(Collected data entries)
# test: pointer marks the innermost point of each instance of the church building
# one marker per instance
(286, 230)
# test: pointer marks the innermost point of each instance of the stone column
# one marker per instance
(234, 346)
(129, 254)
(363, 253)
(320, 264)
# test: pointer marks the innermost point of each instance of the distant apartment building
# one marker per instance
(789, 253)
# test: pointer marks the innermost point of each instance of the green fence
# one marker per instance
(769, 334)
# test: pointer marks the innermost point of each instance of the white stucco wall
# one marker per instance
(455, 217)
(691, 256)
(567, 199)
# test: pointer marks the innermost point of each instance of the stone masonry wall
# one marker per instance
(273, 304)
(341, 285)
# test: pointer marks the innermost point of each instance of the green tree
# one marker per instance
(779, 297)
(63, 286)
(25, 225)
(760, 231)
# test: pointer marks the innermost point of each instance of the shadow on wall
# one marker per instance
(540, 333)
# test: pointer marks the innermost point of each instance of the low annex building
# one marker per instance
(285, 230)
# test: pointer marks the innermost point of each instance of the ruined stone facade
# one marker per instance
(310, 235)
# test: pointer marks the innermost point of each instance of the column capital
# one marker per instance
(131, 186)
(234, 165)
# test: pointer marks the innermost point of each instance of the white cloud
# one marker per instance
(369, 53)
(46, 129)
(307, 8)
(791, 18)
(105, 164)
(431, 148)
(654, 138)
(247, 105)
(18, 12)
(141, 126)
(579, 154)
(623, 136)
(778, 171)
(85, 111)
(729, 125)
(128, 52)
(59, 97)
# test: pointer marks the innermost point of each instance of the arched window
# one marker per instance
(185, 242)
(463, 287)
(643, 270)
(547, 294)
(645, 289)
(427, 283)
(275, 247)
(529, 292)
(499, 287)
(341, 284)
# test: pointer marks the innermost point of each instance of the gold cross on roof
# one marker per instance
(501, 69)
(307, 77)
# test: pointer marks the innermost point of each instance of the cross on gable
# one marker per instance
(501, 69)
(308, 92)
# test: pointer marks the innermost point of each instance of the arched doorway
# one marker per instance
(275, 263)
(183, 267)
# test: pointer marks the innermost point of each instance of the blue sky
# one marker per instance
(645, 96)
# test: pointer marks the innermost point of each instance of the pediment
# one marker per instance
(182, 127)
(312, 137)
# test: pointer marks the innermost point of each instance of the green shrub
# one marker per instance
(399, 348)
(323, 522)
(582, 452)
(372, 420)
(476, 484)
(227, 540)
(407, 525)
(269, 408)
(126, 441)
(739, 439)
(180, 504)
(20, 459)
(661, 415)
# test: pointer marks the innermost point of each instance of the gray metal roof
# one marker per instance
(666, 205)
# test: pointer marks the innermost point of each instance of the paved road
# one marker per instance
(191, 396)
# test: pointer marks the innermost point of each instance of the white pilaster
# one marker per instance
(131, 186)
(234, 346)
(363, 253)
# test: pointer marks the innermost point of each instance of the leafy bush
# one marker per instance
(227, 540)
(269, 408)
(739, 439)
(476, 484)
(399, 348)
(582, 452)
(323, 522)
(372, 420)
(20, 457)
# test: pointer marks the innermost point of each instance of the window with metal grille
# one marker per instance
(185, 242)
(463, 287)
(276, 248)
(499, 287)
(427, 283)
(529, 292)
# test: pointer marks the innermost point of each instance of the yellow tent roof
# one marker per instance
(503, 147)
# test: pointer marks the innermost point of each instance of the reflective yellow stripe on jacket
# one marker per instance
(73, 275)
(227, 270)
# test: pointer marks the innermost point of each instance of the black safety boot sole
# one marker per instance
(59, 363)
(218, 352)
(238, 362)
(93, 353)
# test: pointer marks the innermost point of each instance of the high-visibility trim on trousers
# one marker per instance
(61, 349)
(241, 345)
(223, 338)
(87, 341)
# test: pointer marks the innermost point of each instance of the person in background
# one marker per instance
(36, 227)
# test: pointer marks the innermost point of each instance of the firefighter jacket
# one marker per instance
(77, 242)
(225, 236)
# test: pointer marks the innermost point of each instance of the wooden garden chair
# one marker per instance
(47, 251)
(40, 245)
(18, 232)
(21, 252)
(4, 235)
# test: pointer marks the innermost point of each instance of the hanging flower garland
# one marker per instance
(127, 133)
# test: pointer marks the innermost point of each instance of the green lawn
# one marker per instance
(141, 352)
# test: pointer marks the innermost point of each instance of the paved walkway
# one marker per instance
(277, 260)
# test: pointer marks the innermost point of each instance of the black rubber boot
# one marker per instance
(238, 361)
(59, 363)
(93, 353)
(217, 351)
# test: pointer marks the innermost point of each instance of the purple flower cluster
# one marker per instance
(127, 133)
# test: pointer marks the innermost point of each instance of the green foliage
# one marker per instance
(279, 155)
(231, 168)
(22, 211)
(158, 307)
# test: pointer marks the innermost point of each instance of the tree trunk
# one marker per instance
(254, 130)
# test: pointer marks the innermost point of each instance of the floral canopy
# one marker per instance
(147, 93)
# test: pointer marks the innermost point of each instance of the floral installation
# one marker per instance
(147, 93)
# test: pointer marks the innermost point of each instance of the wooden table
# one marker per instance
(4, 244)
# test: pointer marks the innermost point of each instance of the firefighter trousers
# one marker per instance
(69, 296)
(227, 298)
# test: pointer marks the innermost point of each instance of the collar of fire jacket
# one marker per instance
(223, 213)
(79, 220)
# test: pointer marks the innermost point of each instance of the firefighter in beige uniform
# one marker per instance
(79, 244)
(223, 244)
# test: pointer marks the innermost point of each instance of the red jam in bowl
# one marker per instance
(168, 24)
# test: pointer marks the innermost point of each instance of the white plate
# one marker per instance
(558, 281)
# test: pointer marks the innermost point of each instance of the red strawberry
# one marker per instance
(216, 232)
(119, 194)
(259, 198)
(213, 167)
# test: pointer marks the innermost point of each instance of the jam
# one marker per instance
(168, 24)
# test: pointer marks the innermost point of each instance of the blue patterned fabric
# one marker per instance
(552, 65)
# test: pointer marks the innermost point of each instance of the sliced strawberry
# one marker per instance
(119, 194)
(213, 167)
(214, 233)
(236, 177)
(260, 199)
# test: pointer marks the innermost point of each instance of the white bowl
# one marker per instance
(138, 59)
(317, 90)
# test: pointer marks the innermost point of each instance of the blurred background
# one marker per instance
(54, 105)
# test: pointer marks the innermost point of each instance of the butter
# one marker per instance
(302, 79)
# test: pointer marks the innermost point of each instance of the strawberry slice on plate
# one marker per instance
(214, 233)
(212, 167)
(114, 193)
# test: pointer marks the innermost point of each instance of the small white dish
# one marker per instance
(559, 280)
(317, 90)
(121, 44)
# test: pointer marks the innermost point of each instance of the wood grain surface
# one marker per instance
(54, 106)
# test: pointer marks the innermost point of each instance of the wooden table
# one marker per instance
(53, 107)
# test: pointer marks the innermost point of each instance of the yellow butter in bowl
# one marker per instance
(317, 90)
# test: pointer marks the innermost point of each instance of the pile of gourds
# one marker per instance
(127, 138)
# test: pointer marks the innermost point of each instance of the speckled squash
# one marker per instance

* [Given exercise]:
Write out the whole listing again, exactly as it stands.

* [In response]:
# test: pointer marks the innermost point of each instance of the church building
# one marker per instance
(286, 230)
# test: pointer marks the innermost point of each instance of the stone column
# one marker per instance
(234, 346)
(129, 254)
(363, 253)
(320, 264)
# test: pointer marks the innermost point of each instance of the distant apartment building
# one marker per instance
(789, 253)
# test: pointer marks the innermost point of each instance of the green fence
# one marker per instance
(769, 334)
# test: pointer marks the innermost point of each instance of the white stucco wall
# one marker per instance
(455, 217)
(691, 256)
(567, 199)
# test: pointer marks the innermost point of each instance of the stone masonry wall
# one marker per instance
(273, 304)
(341, 285)
# test: pointer marks the innermost point of each instance of the green tree
# one marker per instance
(779, 297)
(63, 286)
(25, 225)
(760, 231)
# test: pointer marks the innermost point of each instance of the shadow on wall
# one marker per instance
(540, 333)
# test: pointer marks the innermost point of each instance of the low annex building
# one marker per instance
(285, 230)
# test: pointer marks the innermost point of each instance of the ruined stone facade
# one marker per instance
(310, 235)
# test: pointer marks the innermost point of each instance of the column capital
# one marker per instance
(131, 186)
(234, 165)
# test: pointer marks the innermost point of each instance of the white cloud
# one marker per instance
(369, 53)
(46, 129)
(307, 8)
(791, 18)
(105, 164)
(431, 148)
(654, 138)
(247, 105)
(18, 12)
(141, 126)
(579, 154)
(623, 136)
(778, 171)
(85, 111)
(729, 125)
(128, 52)
(59, 97)
# test: pointer marks the innermost point of each instance of the arched window
# one marker per instance
(185, 242)
(463, 287)
(643, 270)
(547, 294)
(645, 289)
(427, 283)
(275, 247)
(529, 292)
(499, 287)
(341, 284)
# test: pointer marks the innermost point of each instance of the gold cross on roof
# one marker per instance
(501, 69)
(307, 77)
# test: pointer marks the innermost point of each instance of the cross on gable
# one marker per instance
(501, 69)
(308, 92)
# test: pointer marks the innermost point of each instance of the arched doorway
# one marker per instance
(275, 263)
(183, 267)
# test: pointer marks the innermost point of each instance of the blue sky
# one marker per instance
(645, 96)
# test: pointer marks the innermost point of each instance of the pediment
# one marker per instance
(182, 127)
(312, 137)
# test: pointer marks the innermost point of each instance of the green shrub
# one marker per instance
(399, 348)
(323, 522)
(582, 452)
(372, 420)
(476, 484)
(227, 540)
(407, 525)
(269, 408)
(126, 441)
(739, 439)
(180, 504)
(20, 459)
(661, 415)
# test: pointer marks the innermost point of each instance of the gray metal roof
# one marker per instance
(666, 205)
# test: pointer marks the innermost point of each instance of the paved road
# one marker per instance
(191, 396)
# test: pointer marks the innermost point of each instance of the white pilaster
# one marker per instance
(131, 186)
(234, 346)
(363, 253)
# test: pointer marks the innermost point of each instance of the leafy bush
# one marker per instance
(227, 540)
(269, 408)
(739, 439)
(476, 484)
(399, 348)
(582, 452)
(323, 522)
(372, 420)
(20, 457)
# test: pointer marks the innermost point of each instance of the window with metal grille
# one marker per instance
(185, 242)
(463, 287)
(276, 248)
(499, 287)
(427, 283)
(529, 292)
# test: pointer marks the innermost point of each instance of the yellow tent roof
# one marker per instance
(503, 147)
# test: pointer marks the innermost point of each instance of the reflective yellow stripe on jacket
# one marker per instance
(73, 275)
(227, 270)
# test: pointer marks the innermost point of each instance of the black safety boot sole
# one marker per instance
(59, 363)
(218, 352)
(238, 362)
(93, 353)
# test: pointer marks the innermost point of each instance of the high-visibility trim on trousers
# one marker per instance
(61, 349)
(241, 345)
(223, 338)
(87, 341)
# test: pointer marks the innermost point of each instance of the person in background
# one marker per instance
(36, 227)
# test: pointer marks the innermost point of each instance of the firefighter jacket
# one marker per instance
(77, 242)
(225, 236)
# test: pointer marks the innermost point of each instance of the wooden garden chair
# one marker per instance
(47, 251)
(40, 245)
(18, 232)
(21, 252)
(4, 235)
# test: pointer marks the innermost point of each instance of the hanging flower garland
# one marker per instance
(127, 133)
# test: pointer marks the innermost point of each instance of the green lawn
# one marker per instance
(141, 352)
# test: pointer marks the innermost point of each instance of the paved walkway
# one marker per instance
(277, 260)
# test: pointer marks the innermost point of each instance of the black rubber boot
# one marker per instance
(238, 361)
(59, 363)
(93, 353)
(217, 351)
# test: pointer marks the innermost point of each instance of the purple flower cluster
# one marker per instance
(127, 133)
# test: pointer marks the innermost point of each instance of the green foliage
# one marker per instance
(279, 155)
(231, 168)
(22, 211)
(158, 307)
# test: pointer marks the innermost point of each instance of the tree trunk
# one marker per instance
(254, 130)
# test: pointer marks the innermost point of each instance of the floral canopy
# one marker per instance
(147, 93)
# test: pointer marks the innermost point of each instance of the floral installation
# one marker per instance
(147, 93)
# test: pointer marks the innermost point of each instance of the wooden table
# one marker per instance
(4, 244)
# test: pointer marks the innermost point of each instance of the firefighter trousers
# one marker per instance
(69, 296)
(227, 298)
# test: pointer marks the innermost point of each instance of the collar of fire jacket
# one marker per instance
(223, 213)
(79, 220)
# test: pointer marks the innermost point of each instance of the firefighter in beige uniform
# one marker per instance
(79, 244)
(223, 244)
# test: pointer marks the innermost point of each instance of the red jam in bowl
# one marker per instance
(168, 24)
# test: pointer marks the innermost point of each instance of the white plate
# one marker per instance
(558, 281)
# test: pointer marks the innermost point of each instance of the red strawberry
# one marker per instance
(216, 232)
(119, 194)
(259, 198)
(213, 167)
# test: pointer marks the innermost point of each instance of the jam
# one marker per instance
(168, 24)
# test: pointer marks the innermost point of each instance of the blue patterned fabric
# one marker per instance
(552, 65)
# test: pointer marks the innermost point of each instance of the sliced strawberry
# one marker per instance
(119, 194)
(213, 167)
(214, 233)
(236, 177)
(260, 199)
# test: pointer marks the innermost point of each instance of the white bowl
# one marker per instance
(138, 59)
(317, 90)
# test: pointer marks the innermost point of each instance of the blurred background
# one marker per instance
(54, 105)
# test: pointer marks the innermost point of each instance of the butter
# one marker per instance
(302, 79)
# test: pointer marks the innermost point of each instance of the strawberry slice on plate
# one marker per instance
(214, 233)
(212, 167)
(114, 193)
# test: pointer marks the innermost point of each instance of the small white dish
# one marker per instance
(559, 280)
(317, 90)
(121, 44)
# test: pointer marks the innermost point of each instance of the wood grain surface
# one marker per instance
(54, 106)
# test: pointer marks the innermost point of each instance of the wooden table
# one marker per instance
(53, 107)
# test: pointer marks the innermost point of each instance of the yellow butter in bowl
# one marker per instance
(317, 90)
# test: pointer marks the innermost point of each instance of the pile of gourds
# one marker per instance
(127, 138)
# test: pointer marks the innermost point of each instance of the speckled squash
# one marker per instance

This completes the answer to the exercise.